• TEXT SEGMENT:
The feature encoder is configured to take the original display data from the off-screen display buffer as input and output the encoded vector. This process may compress the information within the frame to enable faster analysis and processing. The feature encoder may utilize convolutional neural networks or other machine learning methods to efficiently extract relevant features from the input data.

The feature encoder is specifically designed to extract task-relevant features such as luminance, contrast, color, and spatial frequency-using domain-specific filters or layers. For instance, for luminance distribution feature extraction, a luminance convolution kernel K_l(m, n) is designed to highlight differences between regions of varying brightness. Its element values are set according to the mathematical characteristics of luminance features. For example, different weights are assigned to the center pixel and its surrounding pixels to enhance sensitivity to luminance variations. For contrast distribution feature extraction, the mean contrast μ_I of the image is first calculated. The contrast convolution kernel K_c(m, n) is then designed to emphasize regions of the image with significant deviations from the mean, thereby extracting contrast features. For color distribution feature extraction, the color convolution kernel K_s(m, n) is designed based on color space conversion principles to extract relational features between different color channels. For spatial frequency distribution feature extraction, the frequency convolution kernel K_f(m, n) is designed by applying the Fourier transform correlation principles, enabling it to capture information about different frequency components within the image. Here, m and n represent offset values.

The original display data I(x, y) is input to perform convolution operations through domain-specific convolution kernels, thereby obtaining a luminance distribution feature map L(x, y), a color distribution feature map S(x, y), a spatial frequency distribution feature map F(x, y), and a contrast distribution feature map C(x, y), which are expressed as:

L ⁡ ( x , y ) = ∑ m ∑ n I ⁡ ( x + m , y + n ) ⁢ K l ( m , n ) ; S ⁡ ( x , y ) = ∑ m ∑ n I ⁡ ( x + m , y + n ) ⁢ K s ( m , n ) ; F ⁡ ( x , y ) = ∑ m ∑ n I ⁡ ( x + m , y + n ) ⁢ K f ( m , n ) ; and C ⁡ ( x , y ) = ∑ m ∑ n ( I ⁡ ( x + m , y + n ) - μ I ) ⁢ K c ( m , n ) .

Then, the feature maps of each frame are combined into the encoded vector.

This ensures that the encoded latent vector is optimized for direct use in the scoring module, minimizing additional preprocessing and improving efficiency.

The scoring submodule generates encoded vectors based on the original display data. The scoring submodule is configured to perform content feature scoring based on the encoded vectors. This module may include multiple submodules, each responsible for analyzing and scoring specific aspects of the content. These submodules may be implemented using arithmetic functions, machine learning models, or neural networks. They may take the encoded vector or latent vector as input and output score values for various content features. These content features may include, but are not limited to, luminance (luminance distribution), contrast (contrast distribution), color (color distribution), and spatial frequency (spatial frequency distribution). The scores provided by these submodules may serve as input for the content regulator to make content modification decisions.

• RAW RECORDS:
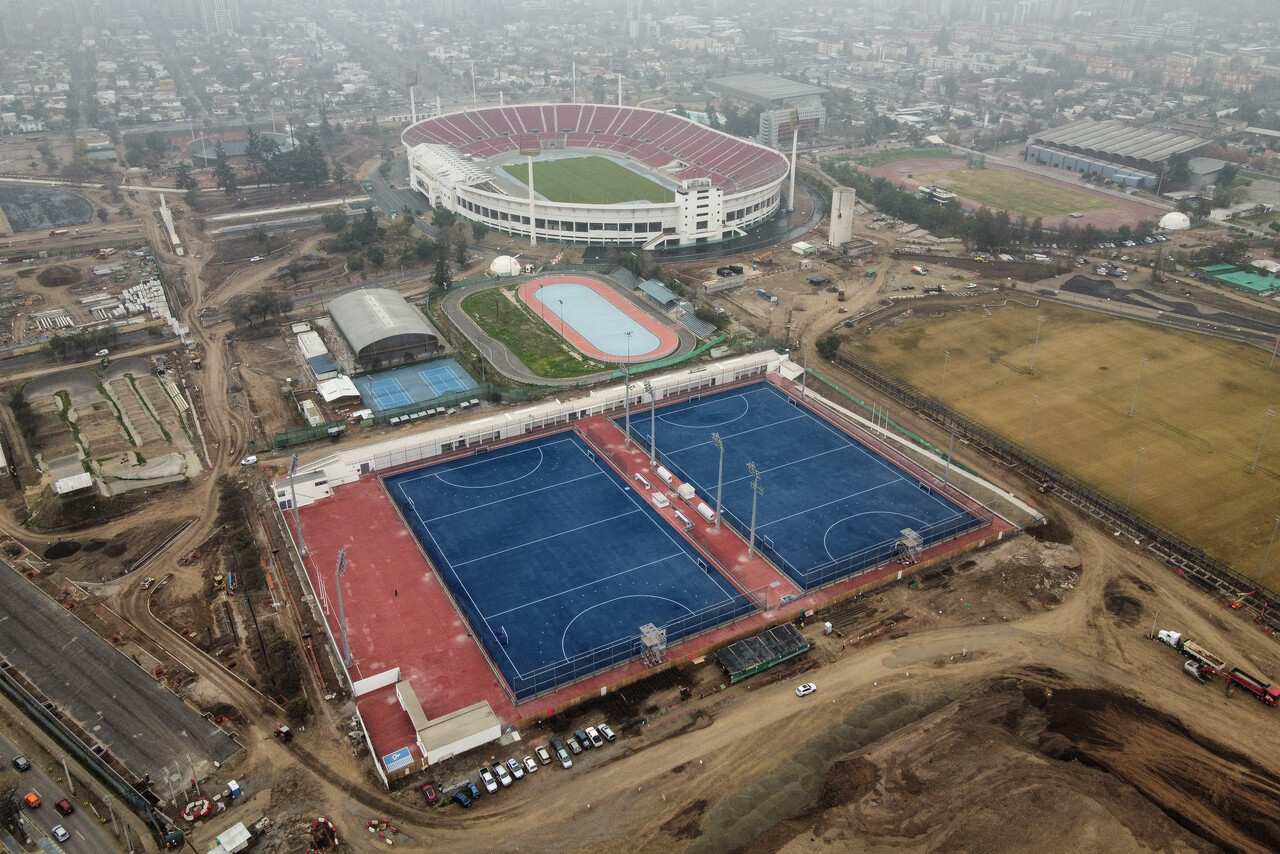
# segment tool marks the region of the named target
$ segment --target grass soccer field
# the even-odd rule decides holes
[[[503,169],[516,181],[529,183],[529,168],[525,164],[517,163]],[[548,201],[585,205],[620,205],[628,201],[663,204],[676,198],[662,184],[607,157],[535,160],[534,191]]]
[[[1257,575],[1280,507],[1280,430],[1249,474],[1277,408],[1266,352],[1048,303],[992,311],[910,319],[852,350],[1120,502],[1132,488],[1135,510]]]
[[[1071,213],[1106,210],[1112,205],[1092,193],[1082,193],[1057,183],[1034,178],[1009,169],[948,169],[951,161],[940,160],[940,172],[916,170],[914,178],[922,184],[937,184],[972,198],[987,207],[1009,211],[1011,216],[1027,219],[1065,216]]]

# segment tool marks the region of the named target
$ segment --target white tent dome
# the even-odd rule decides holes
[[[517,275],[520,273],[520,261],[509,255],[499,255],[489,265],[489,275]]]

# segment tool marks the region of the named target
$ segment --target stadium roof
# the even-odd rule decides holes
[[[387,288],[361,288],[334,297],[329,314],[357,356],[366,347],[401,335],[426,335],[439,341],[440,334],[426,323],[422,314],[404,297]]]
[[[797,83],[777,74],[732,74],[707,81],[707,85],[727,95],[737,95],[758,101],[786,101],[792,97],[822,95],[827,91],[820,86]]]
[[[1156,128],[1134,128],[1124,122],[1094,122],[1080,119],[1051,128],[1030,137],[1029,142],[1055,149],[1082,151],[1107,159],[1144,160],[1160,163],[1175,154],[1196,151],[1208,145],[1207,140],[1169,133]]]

...

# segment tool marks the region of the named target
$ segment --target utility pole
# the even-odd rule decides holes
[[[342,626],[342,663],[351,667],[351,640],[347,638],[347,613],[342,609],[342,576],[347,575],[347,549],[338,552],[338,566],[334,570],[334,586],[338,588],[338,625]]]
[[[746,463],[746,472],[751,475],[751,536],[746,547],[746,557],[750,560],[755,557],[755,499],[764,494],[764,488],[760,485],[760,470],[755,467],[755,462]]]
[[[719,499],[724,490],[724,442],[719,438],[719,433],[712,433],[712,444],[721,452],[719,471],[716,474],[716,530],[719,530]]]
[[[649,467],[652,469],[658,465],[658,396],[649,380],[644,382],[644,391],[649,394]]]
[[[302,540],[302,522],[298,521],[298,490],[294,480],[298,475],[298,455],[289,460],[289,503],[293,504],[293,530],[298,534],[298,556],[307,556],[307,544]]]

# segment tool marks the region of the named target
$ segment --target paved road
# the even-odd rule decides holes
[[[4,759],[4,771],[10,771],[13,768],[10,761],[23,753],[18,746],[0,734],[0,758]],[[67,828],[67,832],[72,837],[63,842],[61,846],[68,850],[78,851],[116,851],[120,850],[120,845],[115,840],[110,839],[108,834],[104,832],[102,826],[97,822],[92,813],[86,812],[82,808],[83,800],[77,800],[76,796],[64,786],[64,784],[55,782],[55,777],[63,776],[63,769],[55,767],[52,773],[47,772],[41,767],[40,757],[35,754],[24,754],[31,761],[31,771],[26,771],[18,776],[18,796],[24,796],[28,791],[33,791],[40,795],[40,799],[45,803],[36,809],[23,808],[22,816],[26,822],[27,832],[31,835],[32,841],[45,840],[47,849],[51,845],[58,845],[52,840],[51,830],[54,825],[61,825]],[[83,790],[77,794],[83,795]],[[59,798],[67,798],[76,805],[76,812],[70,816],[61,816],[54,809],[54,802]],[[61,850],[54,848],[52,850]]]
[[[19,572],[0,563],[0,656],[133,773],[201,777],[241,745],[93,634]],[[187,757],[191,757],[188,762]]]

• THE TASKS:
1 > In the feature encoder text, why does the luminance convolution kernel give the center pixel and its surrounding pixels different weights? Answer in one to three sentences.
2 > According to the feature encoder text, what methods may the feature encoder use to extract relevant features from the input data?

• ANSWERS TO EACH TASK:
1 > The luminance kernel assigns different weights to the center pixel and its surrounding pixels to make the kernel more sensitive to luminance variations. This helps it highlight differences between regions of varying brightness.

2 > Convolutional neural networks or other machine learning methods.